━━━━━ FRAGMENT TEKSTU ━━━━━
Jedziemy na przystań i wsiadamy do lanchy, która zawiezie nas na drugi brzeg, do Tecnica, 5 minut drogi. Gdybyśmy płynęli do Bethel, byłoby to 15 minut przejażdżki.













Idziemy na przystanek, tu kierowca informuje panią w comedorze, że jedziemy do Flores. I całe szczęście, że jej to mówi, jak się później okazuje. Kierowca chce nas skasować za przejazd do Flores, a my przecież mamy to opłacone. Krótka dyskusja i pani w barze wyjaśnia wszystko; dobrze, że znamy hiszpański. W międzyczasie zaglądam do szkoły i rozmawiam z nauczycielem, no cóż... nauczycielką jest się na zawsze.























Czekamy godzinę na wyjazd chicken busa, obserwując życie na przystani, bus jedzie bardzo wolno, 130 kilometrów robi w 5 godzin, zatrzymuje się dosyć często, a jadąc przez wieś trąbi głośno. W Bethel na migracion zatrzymujemy się, by dostać pieczątkę wjazdową do Gwatemali, na szczęście nie trzeba nic płacić za wjazd. I krótka rozmowa z urzędnikiem migracyjnym na temat aktualnej sytuacji na Ukrainie. Zorientowany jakiś.















Krajobraz jest tu inny, w Meksyku była selwa, tu prawie nie ma drzew, są wzgórki, pagórki i górki, porośnięte jakimiś chaszczami, ale selwy tu nie ma, najwyżej jakieś pola uprawne. I dalej jedziemy i jedziemy i podoba mi się taka podróż, mimo iż nie jest zbyt wygodnie, ale po czterech godzinach i ja mam dość. Zajeżdżamy na terminal w Santa Elena i to koniec jazdy. Jak to koniec, skoro my jedziemy do Flores? Kierowca mówi, że mamy sobie przejść. Z tymi ciężkimi plecakami i opłaconym przejazdem? Dyskutujemy, trochę się wykłócamy, oni dzwonią do agencji Tulum, chyba sprawę wyjaśniają, bo załatwiają nam tuktuka na wyspę. Dobrze, że znamy hiszpański.









Mamy nocleg w hotelu Natz, pokój jest dosyć spory, czysty, z wentylatorem, łazienka ok. Idziemy do agencji Carmelita omówić nasze wycieczki. Kupujemy Yaxcha, 150Q/os. dojazd i przewodnik, Tikal, 125Q/os. tak samo przejazd i przewodnik oraz 5-dniowy trek do El Mirador 340$/os.







Na koniec dnia, tradycyjnie jak to mamy w zwyczaju we Flores, idziemy na rybkę, do hotelu Canoa. Zjadamy mojarrę, 80Q i popijamy małym piwem, 12Q.
━━━━━ DANE WEJŚCIOWE ━━━━━
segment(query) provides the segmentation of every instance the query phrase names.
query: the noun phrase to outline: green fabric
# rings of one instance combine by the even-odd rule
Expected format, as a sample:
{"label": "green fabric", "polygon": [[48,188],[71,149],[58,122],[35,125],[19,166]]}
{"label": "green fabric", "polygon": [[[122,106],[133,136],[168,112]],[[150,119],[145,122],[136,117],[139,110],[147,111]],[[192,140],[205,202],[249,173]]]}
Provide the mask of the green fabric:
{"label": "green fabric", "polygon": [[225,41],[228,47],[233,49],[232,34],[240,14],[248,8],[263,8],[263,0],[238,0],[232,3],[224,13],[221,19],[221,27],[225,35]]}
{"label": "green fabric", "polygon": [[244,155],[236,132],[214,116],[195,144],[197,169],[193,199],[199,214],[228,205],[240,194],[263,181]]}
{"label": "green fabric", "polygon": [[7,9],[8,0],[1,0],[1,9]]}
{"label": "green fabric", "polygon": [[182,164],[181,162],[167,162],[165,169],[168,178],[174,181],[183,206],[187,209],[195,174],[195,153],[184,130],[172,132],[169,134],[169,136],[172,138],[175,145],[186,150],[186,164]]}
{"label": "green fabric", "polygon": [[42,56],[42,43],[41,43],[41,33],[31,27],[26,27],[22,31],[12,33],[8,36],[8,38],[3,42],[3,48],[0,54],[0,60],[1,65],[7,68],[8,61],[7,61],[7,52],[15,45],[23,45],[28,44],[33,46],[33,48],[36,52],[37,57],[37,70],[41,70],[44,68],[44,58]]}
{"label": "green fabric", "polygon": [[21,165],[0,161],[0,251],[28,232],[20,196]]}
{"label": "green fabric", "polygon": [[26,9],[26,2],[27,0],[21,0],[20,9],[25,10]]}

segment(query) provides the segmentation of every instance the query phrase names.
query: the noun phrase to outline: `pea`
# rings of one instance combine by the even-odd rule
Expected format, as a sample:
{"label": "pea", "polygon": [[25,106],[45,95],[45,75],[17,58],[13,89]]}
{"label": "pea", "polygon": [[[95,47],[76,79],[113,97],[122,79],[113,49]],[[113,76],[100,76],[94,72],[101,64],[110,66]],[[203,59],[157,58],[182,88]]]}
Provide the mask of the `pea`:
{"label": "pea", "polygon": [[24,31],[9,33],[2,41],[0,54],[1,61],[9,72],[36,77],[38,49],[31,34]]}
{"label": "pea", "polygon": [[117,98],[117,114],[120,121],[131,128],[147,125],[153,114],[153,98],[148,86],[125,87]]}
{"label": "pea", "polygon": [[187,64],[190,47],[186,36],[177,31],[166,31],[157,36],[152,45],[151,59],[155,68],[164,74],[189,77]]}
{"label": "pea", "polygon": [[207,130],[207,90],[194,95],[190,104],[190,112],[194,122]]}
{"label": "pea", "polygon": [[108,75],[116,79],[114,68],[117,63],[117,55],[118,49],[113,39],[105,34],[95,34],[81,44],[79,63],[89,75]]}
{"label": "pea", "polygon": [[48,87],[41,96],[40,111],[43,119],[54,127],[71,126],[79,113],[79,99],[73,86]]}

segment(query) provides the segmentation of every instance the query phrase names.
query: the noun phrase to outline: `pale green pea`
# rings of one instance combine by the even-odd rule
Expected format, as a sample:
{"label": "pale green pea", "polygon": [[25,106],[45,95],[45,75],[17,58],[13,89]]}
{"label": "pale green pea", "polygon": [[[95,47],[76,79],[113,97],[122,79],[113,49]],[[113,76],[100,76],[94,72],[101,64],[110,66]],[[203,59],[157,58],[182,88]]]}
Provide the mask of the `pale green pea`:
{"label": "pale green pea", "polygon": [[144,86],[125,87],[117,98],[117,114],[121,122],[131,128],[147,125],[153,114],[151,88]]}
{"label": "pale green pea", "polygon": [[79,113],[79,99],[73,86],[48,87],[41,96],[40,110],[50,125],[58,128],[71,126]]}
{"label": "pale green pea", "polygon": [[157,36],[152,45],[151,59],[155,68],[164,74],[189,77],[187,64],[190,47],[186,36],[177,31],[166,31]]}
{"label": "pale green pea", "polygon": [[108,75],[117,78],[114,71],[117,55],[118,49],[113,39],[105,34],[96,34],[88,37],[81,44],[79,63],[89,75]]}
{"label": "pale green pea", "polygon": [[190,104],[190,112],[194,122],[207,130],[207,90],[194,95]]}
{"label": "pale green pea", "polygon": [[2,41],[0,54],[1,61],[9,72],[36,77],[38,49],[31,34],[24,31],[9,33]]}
━━━━━
## DO ZROBIENIA:
• a. W którym hotelu podróżni mają nocleg według relacji?
• b. Jakie wycieczki podróżni kupują w agencji Carmelita według relacji i ile każda kosztuje?

## ODPOWIEDZI DO ZADAŃ:
• a. W hotelu Natz.

• b.
- Yaxcha: 150Q/os.
- Tikal: 125Q/os.
- 5-dniowy trek do El Mirador: 340$/os.